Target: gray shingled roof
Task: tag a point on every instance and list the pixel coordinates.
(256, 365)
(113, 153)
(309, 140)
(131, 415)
::::::
Written task
Copy every row above word for word, without changing anything in any line.

Full output
Target: gray shingled roof
Task: tag a point on every instance and list the pixel coordinates.
(256, 365)
(113, 153)
(309, 140)
(131, 415)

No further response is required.